** Texto de origem **
------------------------------------------------------------------------
Podemos perceber que há uma associação entre preguiça e brincadeira, como se todas as crianças que brincassem fossem preguiçosas. No segmento acima aparece, ainda, uma relação de causa-efeito entre escrever errado e brincar. Segundo Vygotsky (1984), ao contrário, o brincar ajuda no desenvolvimento e na aprendizagem da criança. Nesse sentido, pode-se contrapor o discurso das crianças com o encontrado no livro, investigando quais são as concepções construídas por elas sobre o brincar.

 

Discussão de resultados

Foram analisadas as produções das crianças enfocando o significado do brincar, com quem brinca, onde brinca, com o que brinca, o que o brincar proporciona.

A opção pela perspectiva sociohistórica, conforme apontado anteriormente, deu-se em decorrência do lugar de destaque atribuído à linguagem, considerada um meio para se entender a ideologia, reveladora de sistemas de valores, normas, crenças, representações de grupos sociais, cultura e condições econômicas (MINAYO, 1993; RIZZINI et al, 1999).

No grupo de crianças em situação de trabalho, foram entrevistados três meninos, um, de 10 anos e dois de 11 anos, na praia. Eles trabalham às sextas-feiras, sábados, domingos e feriados e, nos períodos de alta estação, todos os dias. Todas as crianças freqüentavam, quando da entrevista, a 4a série. Duas dessas crianças trabalham como garçons, ajudando a servir mesas e ganham por dia de R$1,00 a R$2,00, que são utilizados para gastos próprios. A terceira criança vende cartão-postal e recolhe latas de alumínio para venda; ganha por dia de R$5,00 a R$10,00 com o cartão-postal e, com as latas, em torno de R$7,00, por fim de semana. Desse dinheiro, parte é dada à mãe, para comprar comida, e outra, para gasto próprio, principalmente na escola.

O perfil das crianças em situação de trabalho na rua, desta pesquisa, é semelhante ao encontrado em pesquisas realizadas por Rizzini e Rizzini (1992), Francischini et al (2001) mencionadas anteriormente. Chamamos a atenção para o dado que as crianças entrevistadas não estão em defasagem escolar considerável, se compararmos com dados apontados nas pesquisas acima citadas.
------------------------------------------------------------------------
** Entradas **

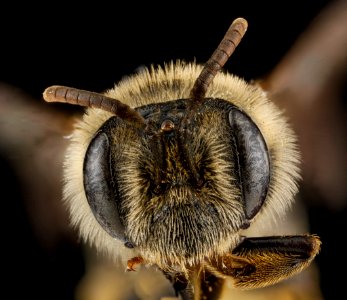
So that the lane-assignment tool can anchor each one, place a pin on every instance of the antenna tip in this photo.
(49, 94)
(240, 22)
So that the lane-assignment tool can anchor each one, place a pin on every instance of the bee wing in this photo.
(263, 261)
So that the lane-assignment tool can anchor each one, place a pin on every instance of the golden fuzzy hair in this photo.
(175, 81)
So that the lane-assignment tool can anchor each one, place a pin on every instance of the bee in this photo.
(173, 165)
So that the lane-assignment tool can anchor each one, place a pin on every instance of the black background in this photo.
(93, 45)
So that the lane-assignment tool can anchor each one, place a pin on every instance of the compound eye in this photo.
(254, 163)
(97, 186)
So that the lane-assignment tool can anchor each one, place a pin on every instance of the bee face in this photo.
(174, 166)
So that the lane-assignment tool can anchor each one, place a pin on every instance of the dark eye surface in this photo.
(254, 164)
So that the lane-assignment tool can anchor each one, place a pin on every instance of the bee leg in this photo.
(263, 261)
(132, 263)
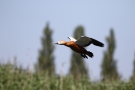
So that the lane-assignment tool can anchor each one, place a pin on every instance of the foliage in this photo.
(78, 68)
(46, 58)
(13, 78)
(109, 68)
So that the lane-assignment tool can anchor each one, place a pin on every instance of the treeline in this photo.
(44, 77)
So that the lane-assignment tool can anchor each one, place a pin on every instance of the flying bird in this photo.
(80, 44)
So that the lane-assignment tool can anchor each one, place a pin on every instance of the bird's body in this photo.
(78, 45)
(75, 47)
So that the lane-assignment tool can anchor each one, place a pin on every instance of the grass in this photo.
(12, 78)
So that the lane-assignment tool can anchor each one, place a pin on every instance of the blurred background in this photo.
(24, 26)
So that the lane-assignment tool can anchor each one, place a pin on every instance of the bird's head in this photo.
(62, 42)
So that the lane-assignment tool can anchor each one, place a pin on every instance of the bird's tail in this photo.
(97, 43)
(90, 54)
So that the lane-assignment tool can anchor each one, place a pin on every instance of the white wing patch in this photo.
(72, 39)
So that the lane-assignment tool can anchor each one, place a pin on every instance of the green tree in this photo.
(109, 68)
(133, 75)
(46, 59)
(78, 68)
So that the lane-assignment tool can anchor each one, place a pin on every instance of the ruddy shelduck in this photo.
(78, 45)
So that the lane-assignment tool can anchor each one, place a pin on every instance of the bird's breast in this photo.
(76, 47)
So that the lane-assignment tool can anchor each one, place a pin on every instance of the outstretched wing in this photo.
(86, 41)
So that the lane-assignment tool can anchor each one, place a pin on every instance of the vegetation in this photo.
(13, 78)
(44, 78)
(78, 68)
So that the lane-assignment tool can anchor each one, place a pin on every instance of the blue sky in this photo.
(22, 23)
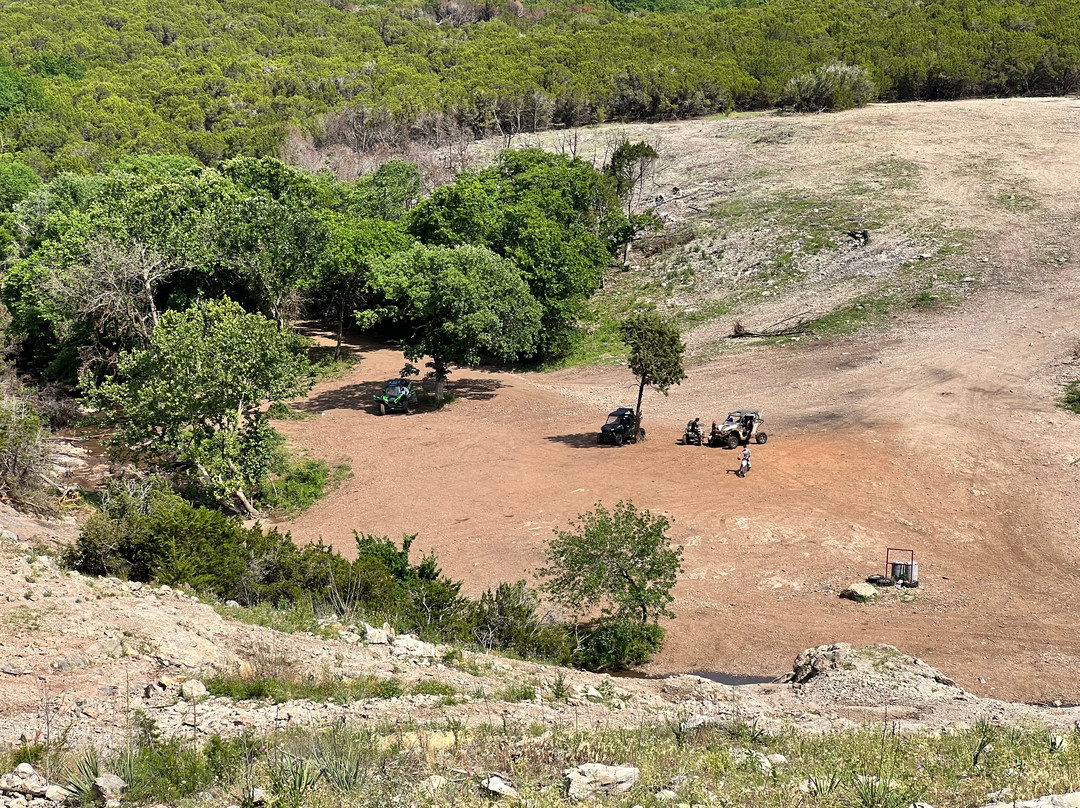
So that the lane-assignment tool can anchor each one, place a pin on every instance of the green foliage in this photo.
(828, 89)
(283, 688)
(1071, 398)
(616, 644)
(91, 82)
(17, 182)
(24, 448)
(656, 352)
(620, 562)
(193, 395)
(508, 618)
(454, 304)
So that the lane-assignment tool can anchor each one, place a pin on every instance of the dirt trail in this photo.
(939, 434)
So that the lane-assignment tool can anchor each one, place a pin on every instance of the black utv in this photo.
(619, 428)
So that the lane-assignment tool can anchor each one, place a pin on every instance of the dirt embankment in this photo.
(84, 661)
(939, 433)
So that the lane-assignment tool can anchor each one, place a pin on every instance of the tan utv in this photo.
(742, 426)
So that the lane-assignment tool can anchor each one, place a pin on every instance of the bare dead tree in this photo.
(113, 290)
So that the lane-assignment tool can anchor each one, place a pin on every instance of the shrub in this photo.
(831, 88)
(617, 645)
(24, 452)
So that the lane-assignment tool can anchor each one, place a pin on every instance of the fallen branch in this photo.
(739, 331)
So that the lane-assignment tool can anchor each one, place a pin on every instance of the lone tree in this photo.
(656, 354)
(621, 562)
(454, 304)
(193, 398)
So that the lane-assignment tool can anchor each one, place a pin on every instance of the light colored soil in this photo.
(940, 434)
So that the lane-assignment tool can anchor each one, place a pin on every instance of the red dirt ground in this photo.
(939, 434)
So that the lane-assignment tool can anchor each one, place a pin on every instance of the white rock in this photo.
(108, 788)
(409, 646)
(589, 779)
(497, 785)
(375, 636)
(192, 689)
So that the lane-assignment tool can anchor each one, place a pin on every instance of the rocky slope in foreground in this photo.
(84, 656)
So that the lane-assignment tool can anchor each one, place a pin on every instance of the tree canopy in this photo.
(656, 352)
(455, 304)
(194, 395)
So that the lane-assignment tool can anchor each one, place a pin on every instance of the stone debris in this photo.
(589, 779)
(497, 785)
(860, 592)
(433, 785)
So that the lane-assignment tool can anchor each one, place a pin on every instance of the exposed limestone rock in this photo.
(588, 780)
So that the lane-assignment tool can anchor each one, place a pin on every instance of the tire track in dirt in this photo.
(941, 434)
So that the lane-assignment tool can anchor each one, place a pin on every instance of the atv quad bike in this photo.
(741, 427)
(396, 398)
(619, 428)
(692, 434)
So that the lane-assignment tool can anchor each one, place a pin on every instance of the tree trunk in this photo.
(637, 413)
(337, 348)
(248, 508)
(441, 373)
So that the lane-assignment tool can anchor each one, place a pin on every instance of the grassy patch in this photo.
(858, 314)
(873, 766)
(283, 688)
(282, 412)
(516, 691)
(296, 485)
(289, 620)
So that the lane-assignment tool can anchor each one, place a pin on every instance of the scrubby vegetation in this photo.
(147, 533)
(871, 766)
(84, 84)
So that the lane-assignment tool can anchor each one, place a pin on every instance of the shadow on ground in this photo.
(581, 441)
(361, 395)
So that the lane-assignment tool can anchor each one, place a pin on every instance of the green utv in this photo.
(397, 396)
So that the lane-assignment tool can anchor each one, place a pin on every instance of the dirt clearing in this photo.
(939, 433)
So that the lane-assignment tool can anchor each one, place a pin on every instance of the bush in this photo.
(1071, 398)
(828, 89)
(618, 645)
(24, 452)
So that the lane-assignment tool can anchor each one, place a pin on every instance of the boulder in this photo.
(859, 592)
(376, 636)
(108, 789)
(497, 785)
(408, 646)
(589, 779)
(192, 689)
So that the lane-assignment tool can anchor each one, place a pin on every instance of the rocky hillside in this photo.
(89, 655)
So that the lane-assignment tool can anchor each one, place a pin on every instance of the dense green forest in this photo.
(83, 82)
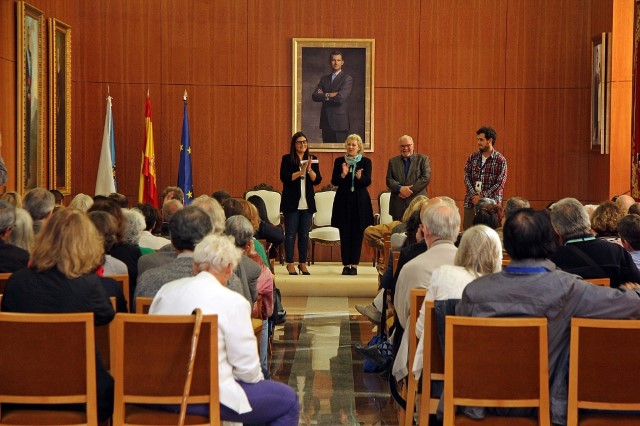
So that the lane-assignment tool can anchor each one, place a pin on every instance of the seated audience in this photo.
(39, 202)
(532, 286)
(245, 396)
(629, 231)
(61, 279)
(12, 258)
(582, 253)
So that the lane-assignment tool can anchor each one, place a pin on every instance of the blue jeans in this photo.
(297, 223)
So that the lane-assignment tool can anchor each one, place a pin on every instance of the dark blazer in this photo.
(418, 177)
(291, 188)
(335, 111)
(358, 199)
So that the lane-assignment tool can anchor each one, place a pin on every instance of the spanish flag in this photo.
(148, 189)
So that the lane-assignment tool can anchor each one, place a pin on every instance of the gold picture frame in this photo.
(313, 110)
(30, 29)
(60, 106)
(600, 93)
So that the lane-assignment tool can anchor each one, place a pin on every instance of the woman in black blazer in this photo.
(298, 203)
(352, 211)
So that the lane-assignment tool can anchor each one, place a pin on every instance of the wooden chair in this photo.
(496, 362)
(143, 304)
(148, 362)
(416, 298)
(50, 360)
(432, 364)
(123, 280)
(603, 282)
(595, 382)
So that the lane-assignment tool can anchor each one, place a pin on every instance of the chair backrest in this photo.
(48, 358)
(324, 207)
(271, 200)
(594, 381)
(603, 282)
(507, 358)
(148, 356)
(383, 203)
(143, 304)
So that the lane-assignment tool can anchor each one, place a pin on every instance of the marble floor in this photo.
(313, 352)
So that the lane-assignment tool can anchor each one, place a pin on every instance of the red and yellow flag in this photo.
(148, 188)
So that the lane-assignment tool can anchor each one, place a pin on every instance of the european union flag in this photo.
(185, 179)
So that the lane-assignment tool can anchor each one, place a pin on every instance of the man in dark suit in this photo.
(333, 91)
(408, 175)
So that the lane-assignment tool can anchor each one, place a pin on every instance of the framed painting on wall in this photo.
(333, 82)
(60, 106)
(600, 93)
(30, 90)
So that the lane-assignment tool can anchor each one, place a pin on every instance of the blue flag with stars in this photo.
(185, 179)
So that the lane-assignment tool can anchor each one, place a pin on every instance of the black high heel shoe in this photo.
(303, 272)
(291, 272)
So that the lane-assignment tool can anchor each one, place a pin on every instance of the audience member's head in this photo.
(172, 193)
(134, 225)
(514, 204)
(58, 245)
(221, 195)
(39, 202)
(22, 232)
(81, 202)
(217, 255)
(490, 215)
(213, 209)
(629, 231)
(188, 227)
(107, 226)
(605, 219)
(528, 234)
(480, 251)
(120, 199)
(570, 219)
(12, 198)
(240, 229)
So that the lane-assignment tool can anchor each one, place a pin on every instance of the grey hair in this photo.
(216, 251)
(134, 225)
(39, 202)
(442, 220)
(22, 233)
(480, 251)
(81, 202)
(213, 209)
(569, 218)
(240, 229)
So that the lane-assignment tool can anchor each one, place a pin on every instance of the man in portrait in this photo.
(333, 91)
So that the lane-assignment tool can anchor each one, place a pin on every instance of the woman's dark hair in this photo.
(292, 150)
(261, 206)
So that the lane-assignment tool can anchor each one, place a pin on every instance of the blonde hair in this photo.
(480, 251)
(70, 242)
(358, 139)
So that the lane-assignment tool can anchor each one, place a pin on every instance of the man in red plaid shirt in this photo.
(484, 174)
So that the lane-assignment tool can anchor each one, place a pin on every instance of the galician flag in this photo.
(185, 179)
(106, 180)
(148, 188)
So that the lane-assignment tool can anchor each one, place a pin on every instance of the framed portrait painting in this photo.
(333, 82)
(30, 90)
(600, 93)
(60, 106)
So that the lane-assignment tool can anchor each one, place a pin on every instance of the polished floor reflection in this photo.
(313, 353)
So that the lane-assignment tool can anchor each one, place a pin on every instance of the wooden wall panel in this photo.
(462, 43)
(549, 142)
(547, 44)
(448, 120)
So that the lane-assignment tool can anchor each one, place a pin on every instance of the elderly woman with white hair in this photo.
(245, 396)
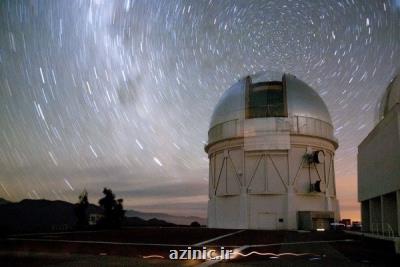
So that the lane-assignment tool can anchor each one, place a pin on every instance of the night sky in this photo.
(119, 94)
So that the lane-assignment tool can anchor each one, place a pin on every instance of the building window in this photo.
(266, 99)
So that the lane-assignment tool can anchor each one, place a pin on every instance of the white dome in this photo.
(302, 100)
(290, 102)
(390, 98)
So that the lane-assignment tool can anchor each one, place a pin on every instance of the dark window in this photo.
(266, 99)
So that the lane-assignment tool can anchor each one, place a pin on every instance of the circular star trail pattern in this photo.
(119, 94)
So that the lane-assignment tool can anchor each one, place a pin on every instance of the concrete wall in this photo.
(379, 158)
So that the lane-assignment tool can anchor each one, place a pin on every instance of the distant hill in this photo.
(31, 215)
(181, 220)
(3, 201)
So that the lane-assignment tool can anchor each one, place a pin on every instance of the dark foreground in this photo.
(129, 247)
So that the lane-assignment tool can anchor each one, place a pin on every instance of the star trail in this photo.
(120, 93)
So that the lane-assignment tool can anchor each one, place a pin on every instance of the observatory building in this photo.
(379, 168)
(271, 152)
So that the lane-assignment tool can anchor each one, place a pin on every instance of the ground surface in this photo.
(129, 247)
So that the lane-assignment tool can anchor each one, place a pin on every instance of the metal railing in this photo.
(383, 229)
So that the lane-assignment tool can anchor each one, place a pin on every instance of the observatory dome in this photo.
(390, 98)
(257, 96)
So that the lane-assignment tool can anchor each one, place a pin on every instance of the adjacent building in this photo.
(379, 168)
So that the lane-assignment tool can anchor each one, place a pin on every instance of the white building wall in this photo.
(264, 189)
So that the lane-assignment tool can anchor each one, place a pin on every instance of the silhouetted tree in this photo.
(81, 209)
(114, 212)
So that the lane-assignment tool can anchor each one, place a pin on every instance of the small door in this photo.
(266, 221)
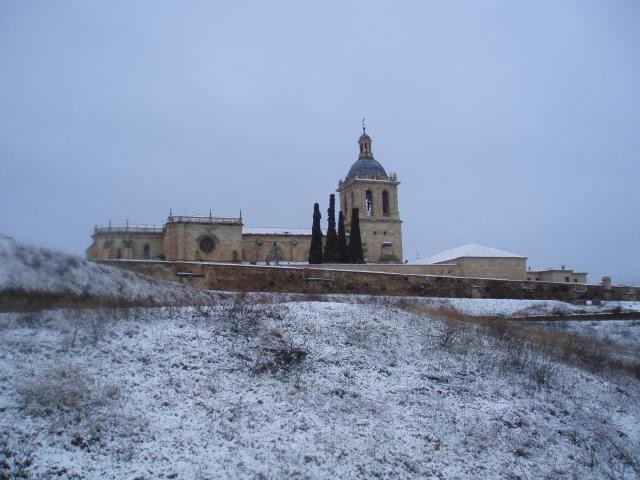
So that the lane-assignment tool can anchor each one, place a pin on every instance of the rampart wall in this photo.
(300, 279)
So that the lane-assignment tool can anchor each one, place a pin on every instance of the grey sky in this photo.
(513, 124)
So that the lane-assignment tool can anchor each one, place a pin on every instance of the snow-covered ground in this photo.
(38, 270)
(524, 308)
(264, 388)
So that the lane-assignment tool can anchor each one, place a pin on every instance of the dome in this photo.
(367, 166)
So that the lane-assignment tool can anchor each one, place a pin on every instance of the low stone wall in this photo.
(233, 277)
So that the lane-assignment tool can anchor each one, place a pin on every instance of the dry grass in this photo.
(591, 354)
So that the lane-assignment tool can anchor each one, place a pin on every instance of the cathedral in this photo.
(367, 186)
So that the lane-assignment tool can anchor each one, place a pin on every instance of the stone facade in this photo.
(128, 242)
(211, 239)
(203, 238)
(557, 275)
(275, 245)
(303, 279)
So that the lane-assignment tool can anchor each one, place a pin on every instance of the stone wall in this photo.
(499, 268)
(182, 241)
(127, 245)
(508, 268)
(232, 277)
(292, 248)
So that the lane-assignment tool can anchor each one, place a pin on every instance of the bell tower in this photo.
(368, 188)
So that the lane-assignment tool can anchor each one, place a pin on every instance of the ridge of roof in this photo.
(469, 250)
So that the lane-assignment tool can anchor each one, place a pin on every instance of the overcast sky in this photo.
(511, 124)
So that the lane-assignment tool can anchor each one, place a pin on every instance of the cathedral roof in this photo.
(471, 250)
(366, 166)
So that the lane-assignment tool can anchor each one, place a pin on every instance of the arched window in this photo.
(368, 203)
(385, 203)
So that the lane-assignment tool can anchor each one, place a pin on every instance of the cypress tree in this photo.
(331, 247)
(354, 250)
(342, 240)
(315, 251)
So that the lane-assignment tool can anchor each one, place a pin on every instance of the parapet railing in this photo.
(370, 176)
(197, 219)
(130, 229)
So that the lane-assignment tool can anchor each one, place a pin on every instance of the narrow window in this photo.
(385, 203)
(368, 203)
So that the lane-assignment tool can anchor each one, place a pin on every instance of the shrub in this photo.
(61, 389)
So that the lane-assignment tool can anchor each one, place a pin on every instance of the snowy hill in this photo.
(30, 271)
(263, 387)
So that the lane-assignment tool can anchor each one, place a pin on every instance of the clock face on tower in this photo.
(207, 244)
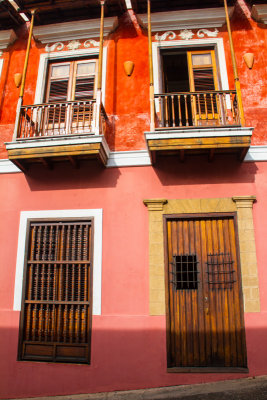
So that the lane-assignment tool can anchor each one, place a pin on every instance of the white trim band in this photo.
(129, 159)
(140, 158)
(194, 133)
(59, 214)
(184, 19)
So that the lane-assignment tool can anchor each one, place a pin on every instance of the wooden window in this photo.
(193, 75)
(71, 80)
(56, 307)
(205, 323)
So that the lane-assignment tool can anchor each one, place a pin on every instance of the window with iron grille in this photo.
(56, 306)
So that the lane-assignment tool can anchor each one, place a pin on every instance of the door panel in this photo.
(205, 317)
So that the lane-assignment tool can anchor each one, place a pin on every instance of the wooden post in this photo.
(26, 61)
(237, 83)
(151, 78)
(100, 61)
(99, 73)
(27, 56)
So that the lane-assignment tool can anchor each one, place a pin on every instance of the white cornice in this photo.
(193, 19)
(6, 38)
(85, 29)
(259, 12)
(140, 158)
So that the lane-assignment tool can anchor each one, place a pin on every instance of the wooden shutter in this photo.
(56, 310)
(205, 326)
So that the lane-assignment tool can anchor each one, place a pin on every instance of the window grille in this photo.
(57, 311)
(185, 273)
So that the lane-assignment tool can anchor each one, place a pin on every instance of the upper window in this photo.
(190, 81)
(189, 71)
(71, 80)
(56, 306)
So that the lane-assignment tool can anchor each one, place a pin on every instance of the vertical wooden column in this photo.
(21, 94)
(237, 83)
(99, 73)
(151, 78)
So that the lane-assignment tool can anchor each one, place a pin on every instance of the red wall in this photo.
(128, 345)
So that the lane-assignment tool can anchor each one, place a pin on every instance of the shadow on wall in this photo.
(91, 174)
(127, 353)
(169, 170)
(197, 170)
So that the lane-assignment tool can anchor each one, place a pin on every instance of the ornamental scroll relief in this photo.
(186, 34)
(72, 45)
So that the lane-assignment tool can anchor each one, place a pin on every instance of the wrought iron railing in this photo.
(196, 109)
(57, 119)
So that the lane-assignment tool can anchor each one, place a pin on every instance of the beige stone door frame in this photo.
(242, 205)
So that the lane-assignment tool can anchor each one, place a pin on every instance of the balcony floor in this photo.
(49, 150)
(199, 140)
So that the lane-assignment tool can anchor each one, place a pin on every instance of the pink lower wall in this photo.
(128, 345)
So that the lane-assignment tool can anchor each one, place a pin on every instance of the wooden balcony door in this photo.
(192, 77)
(205, 325)
(69, 84)
(203, 78)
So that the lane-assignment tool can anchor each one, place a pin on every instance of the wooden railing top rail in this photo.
(196, 93)
(58, 103)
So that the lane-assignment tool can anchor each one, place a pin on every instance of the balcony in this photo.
(50, 132)
(198, 122)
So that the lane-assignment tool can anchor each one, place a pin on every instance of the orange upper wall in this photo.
(127, 98)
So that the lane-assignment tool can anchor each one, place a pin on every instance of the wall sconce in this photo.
(249, 59)
(17, 79)
(128, 67)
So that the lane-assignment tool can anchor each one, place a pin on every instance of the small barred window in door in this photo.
(56, 309)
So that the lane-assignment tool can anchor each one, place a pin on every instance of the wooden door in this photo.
(205, 326)
(70, 87)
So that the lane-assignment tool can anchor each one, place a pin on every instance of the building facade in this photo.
(133, 194)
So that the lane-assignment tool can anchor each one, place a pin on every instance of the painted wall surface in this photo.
(128, 345)
(127, 98)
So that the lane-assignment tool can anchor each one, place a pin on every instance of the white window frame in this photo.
(45, 58)
(217, 43)
(96, 214)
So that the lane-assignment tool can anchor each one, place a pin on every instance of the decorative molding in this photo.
(244, 201)
(65, 31)
(56, 46)
(90, 42)
(155, 204)
(186, 34)
(186, 19)
(259, 13)
(74, 45)
(96, 214)
(202, 32)
(167, 35)
(6, 38)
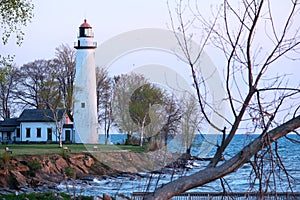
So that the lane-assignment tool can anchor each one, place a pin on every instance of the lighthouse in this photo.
(85, 100)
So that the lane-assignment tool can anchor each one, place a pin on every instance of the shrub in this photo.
(6, 157)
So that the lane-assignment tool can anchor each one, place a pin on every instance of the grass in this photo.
(38, 149)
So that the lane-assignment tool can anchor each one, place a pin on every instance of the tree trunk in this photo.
(213, 173)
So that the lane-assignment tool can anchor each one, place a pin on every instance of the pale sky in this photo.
(56, 22)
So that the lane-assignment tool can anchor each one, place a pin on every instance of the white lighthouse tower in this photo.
(85, 102)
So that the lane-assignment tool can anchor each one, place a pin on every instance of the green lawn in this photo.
(37, 149)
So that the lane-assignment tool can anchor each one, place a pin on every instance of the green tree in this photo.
(123, 87)
(141, 102)
(15, 14)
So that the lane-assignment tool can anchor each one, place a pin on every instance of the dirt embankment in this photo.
(23, 172)
(48, 170)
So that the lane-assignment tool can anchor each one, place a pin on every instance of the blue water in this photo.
(238, 181)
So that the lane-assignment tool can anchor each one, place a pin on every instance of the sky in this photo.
(56, 22)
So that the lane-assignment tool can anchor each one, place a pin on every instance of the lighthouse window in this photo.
(88, 32)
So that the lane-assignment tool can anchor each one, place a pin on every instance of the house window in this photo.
(18, 133)
(49, 134)
(38, 132)
(27, 132)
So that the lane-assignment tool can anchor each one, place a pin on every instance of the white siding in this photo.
(33, 131)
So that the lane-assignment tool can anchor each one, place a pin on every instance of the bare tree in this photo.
(35, 79)
(252, 42)
(8, 87)
(190, 120)
(104, 97)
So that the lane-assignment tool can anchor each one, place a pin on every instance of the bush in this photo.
(6, 157)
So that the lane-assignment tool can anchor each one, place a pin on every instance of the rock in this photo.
(89, 161)
(19, 178)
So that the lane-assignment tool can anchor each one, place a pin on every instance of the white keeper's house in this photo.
(36, 126)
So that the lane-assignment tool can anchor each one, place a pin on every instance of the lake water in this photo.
------------------------------------------------------------------------
** Tarefas **
1: Com base no texto sobre o brincar e o trabalho infantil, responda:
(a) Segundo Vygotsky (1984), em que o brincar ajuda a criança?
(b) Quantos meninos em situação de trabalho foram entrevistados, e em que local?
(c) Quanto a criança que vende cartão-postal ganha por dia com essa atividade?
2: Transcreva do texto sobre o brincar e o trabalho infantil, sem nenhuma alteração, tudo o que vai de "Foram analisadas as" até "o brincar proporciona.".
Utilize somente o texto como base, sem recorrer às entradas.

** Respostas esperadas **
1:
(a) No desenvolvimento e na aprendizagem.
(b) Três meninos, na praia.
(c) De R$5,00 a R$10,00.

2:
Foram analisadas as produções das crianças enfocando o significado do brincar, com quem brinca, onde brinca, com o que brinca, o que o brincar proporciona.